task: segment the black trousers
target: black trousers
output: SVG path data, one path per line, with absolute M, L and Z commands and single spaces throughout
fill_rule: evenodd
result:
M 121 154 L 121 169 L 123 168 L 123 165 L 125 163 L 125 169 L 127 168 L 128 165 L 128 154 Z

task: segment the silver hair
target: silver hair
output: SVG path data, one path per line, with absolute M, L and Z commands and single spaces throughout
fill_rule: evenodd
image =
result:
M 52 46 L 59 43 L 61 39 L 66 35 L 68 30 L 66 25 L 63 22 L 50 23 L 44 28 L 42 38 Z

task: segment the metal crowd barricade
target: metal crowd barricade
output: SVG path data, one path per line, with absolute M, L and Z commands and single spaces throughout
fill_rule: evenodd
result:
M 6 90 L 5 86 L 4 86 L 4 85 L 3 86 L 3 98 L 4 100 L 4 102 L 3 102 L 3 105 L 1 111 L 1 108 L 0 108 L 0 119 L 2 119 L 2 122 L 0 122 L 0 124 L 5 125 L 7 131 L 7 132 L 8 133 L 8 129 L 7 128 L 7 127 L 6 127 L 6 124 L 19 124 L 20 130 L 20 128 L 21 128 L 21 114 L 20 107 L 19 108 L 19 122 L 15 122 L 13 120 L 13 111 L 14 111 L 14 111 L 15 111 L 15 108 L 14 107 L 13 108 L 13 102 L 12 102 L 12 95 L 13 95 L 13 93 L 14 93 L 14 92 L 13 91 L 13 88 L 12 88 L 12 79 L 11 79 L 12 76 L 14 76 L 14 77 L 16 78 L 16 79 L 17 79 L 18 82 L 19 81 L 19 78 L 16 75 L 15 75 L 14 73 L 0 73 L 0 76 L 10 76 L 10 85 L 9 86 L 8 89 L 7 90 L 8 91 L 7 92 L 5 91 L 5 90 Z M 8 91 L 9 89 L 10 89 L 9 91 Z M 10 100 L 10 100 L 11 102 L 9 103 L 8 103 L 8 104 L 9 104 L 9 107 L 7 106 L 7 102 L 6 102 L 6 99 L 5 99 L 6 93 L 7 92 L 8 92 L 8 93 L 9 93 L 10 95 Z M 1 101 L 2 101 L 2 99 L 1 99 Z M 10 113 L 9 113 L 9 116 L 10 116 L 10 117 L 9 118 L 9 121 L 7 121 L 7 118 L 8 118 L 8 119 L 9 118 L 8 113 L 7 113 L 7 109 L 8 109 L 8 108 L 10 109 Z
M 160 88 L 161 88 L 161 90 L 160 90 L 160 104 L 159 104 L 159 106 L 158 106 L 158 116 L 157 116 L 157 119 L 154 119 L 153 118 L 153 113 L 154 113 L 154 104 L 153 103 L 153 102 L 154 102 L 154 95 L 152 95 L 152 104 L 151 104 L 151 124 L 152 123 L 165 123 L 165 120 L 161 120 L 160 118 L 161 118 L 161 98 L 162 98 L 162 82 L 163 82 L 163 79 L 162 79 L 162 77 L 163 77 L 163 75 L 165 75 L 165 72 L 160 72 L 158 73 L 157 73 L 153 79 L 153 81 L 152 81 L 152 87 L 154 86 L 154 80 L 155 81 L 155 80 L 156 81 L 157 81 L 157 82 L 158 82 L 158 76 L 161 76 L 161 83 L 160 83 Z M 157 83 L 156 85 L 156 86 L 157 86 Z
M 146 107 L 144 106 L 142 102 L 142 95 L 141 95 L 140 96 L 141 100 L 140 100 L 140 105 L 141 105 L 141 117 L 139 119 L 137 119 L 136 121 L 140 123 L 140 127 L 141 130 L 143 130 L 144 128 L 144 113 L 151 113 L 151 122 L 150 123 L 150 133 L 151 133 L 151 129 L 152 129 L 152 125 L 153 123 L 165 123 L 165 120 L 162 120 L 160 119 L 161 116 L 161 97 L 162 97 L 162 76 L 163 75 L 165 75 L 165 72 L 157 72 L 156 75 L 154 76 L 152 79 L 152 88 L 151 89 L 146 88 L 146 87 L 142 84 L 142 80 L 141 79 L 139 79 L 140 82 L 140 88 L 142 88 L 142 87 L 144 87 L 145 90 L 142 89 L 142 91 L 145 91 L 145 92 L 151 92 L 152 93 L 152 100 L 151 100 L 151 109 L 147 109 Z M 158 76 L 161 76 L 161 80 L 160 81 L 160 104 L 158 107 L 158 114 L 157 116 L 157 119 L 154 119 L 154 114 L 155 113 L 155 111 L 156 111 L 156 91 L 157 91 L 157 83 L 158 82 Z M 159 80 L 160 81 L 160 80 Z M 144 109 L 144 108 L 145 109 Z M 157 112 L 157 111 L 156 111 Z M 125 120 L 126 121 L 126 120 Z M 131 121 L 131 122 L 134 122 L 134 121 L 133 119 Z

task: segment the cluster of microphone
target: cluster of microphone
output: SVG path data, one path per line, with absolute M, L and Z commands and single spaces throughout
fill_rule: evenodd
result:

WHAT THE TASK REQUIRES ::
All of the material above needs to be retyped word for word.

FULL OUTPUT ::
task: segment the black trousers
target: black trousers
output: SVG path data, one path per line, with absolute M, L and Z commands and single spaces throughout
fill_rule: evenodd
result:
M 121 154 L 121 169 L 123 168 L 123 165 L 125 163 L 125 169 L 127 168 L 128 165 L 128 154 Z

task: segment the silver hair
target: silver hair
output: SVG path data, one path per line, with absolute M, L and Z commands and single spaces throughout
fill_rule: evenodd
image =
result:
M 52 46 L 59 43 L 61 39 L 66 35 L 68 30 L 66 25 L 63 22 L 50 23 L 44 28 L 42 38 Z

task: segment the metal crowd barricade
target: metal crowd barricade
output: SVG path data, one path per line, with absolute M, L and Z commands and single spaces throughout
fill_rule: evenodd
result:
M 6 90 L 5 86 L 4 86 L 4 85 L 3 86 L 3 98 L 4 100 L 4 102 L 3 102 L 3 105 L 1 111 L 1 108 L 0 108 L 0 119 L 2 119 L 2 122 L 0 122 L 0 124 L 5 125 L 7 131 L 7 132 L 8 133 L 8 129 L 7 128 L 7 127 L 6 127 L 6 124 L 19 124 L 20 130 L 20 128 L 21 128 L 21 114 L 20 107 L 19 108 L 19 122 L 15 122 L 13 120 L 13 111 L 14 111 L 14 111 L 15 111 L 15 108 L 14 107 L 13 108 L 13 102 L 12 102 L 12 95 L 13 95 L 13 93 L 14 93 L 14 92 L 13 91 L 13 88 L 12 88 L 12 79 L 11 79 L 12 76 L 14 76 L 14 77 L 16 78 L 16 79 L 17 79 L 18 82 L 19 81 L 19 78 L 16 75 L 15 75 L 14 73 L 0 73 L 0 76 L 10 76 L 10 85 L 9 86 L 8 89 L 7 90 L 8 91 L 7 92 L 5 91 L 5 90 Z M 8 91 L 9 89 L 10 89 L 9 91 Z M 10 100 L 10 100 L 11 102 L 9 103 L 8 103 L 8 104 L 9 104 L 9 107 L 7 106 L 7 102 L 6 102 L 6 99 L 5 99 L 6 93 L 7 92 L 8 92 L 8 93 L 9 93 L 10 95 Z M 1 101 L 2 101 L 2 99 L 1 99 Z M 10 113 L 9 113 L 9 116 L 10 116 L 10 117 L 9 118 L 9 121 L 7 121 L 7 118 L 8 118 L 8 119 L 9 118 L 8 113 L 7 113 L 7 109 L 8 109 L 8 108 L 10 109 Z
M 160 88 L 161 88 L 161 90 L 160 90 L 160 104 L 159 104 L 159 106 L 158 106 L 158 116 L 157 116 L 157 119 L 154 119 L 153 118 L 153 113 L 154 113 L 154 104 L 153 103 L 153 102 L 154 102 L 154 95 L 152 95 L 152 104 L 151 104 L 151 124 L 152 123 L 165 123 L 165 120 L 161 120 L 160 118 L 161 118 L 161 98 L 162 98 L 162 82 L 163 82 L 163 79 L 162 79 L 162 77 L 163 77 L 163 75 L 165 75 L 165 72 L 160 72 L 158 73 L 157 73 L 153 79 L 153 81 L 152 81 L 152 87 L 154 86 L 154 80 L 155 81 L 155 80 L 156 81 L 157 81 L 157 82 L 158 82 L 158 76 L 161 76 L 161 83 L 160 83 Z M 157 83 L 156 85 L 156 86 L 157 86 Z
M 146 107 L 144 106 L 142 102 L 142 95 L 141 95 L 140 96 L 141 100 L 140 100 L 140 105 L 141 105 L 141 117 L 139 119 L 137 119 L 136 121 L 140 123 L 140 127 L 141 130 L 143 130 L 144 128 L 144 113 L 151 113 L 151 122 L 150 123 L 150 133 L 151 133 L 151 129 L 152 129 L 152 125 L 153 123 L 165 123 L 165 120 L 162 120 L 160 119 L 161 116 L 161 97 L 162 97 L 162 76 L 163 75 L 165 75 L 165 72 L 157 72 L 156 75 L 154 76 L 152 79 L 152 88 L 151 89 L 146 88 L 146 87 L 142 84 L 142 80 L 141 79 L 139 79 L 140 82 L 140 88 L 142 88 L 142 87 L 144 87 L 145 90 L 142 89 L 142 91 L 145 91 L 145 92 L 151 92 L 152 93 L 152 100 L 151 100 L 151 109 L 147 109 Z M 158 76 L 161 76 L 161 80 L 160 81 L 160 104 L 158 107 L 158 114 L 157 116 L 157 119 L 154 119 L 154 114 L 155 113 L 155 111 L 156 111 L 156 91 L 157 91 L 157 83 L 158 82 Z M 159 80 L 160 81 L 160 80 Z M 144 109 L 144 108 L 145 109 Z M 157 112 L 157 111 L 156 111 Z M 125 120 L 126 121 L 126 120 Z M 131 121 L 131 122 L 134 122 L 134 121 L 133 119 Z

task: segment the cluster of microphone
target: cluster of microphone
output: SVG path data, one path per line, with absolute M, L and Z commands and single spaces throughout
fill_rule: evenodd
result:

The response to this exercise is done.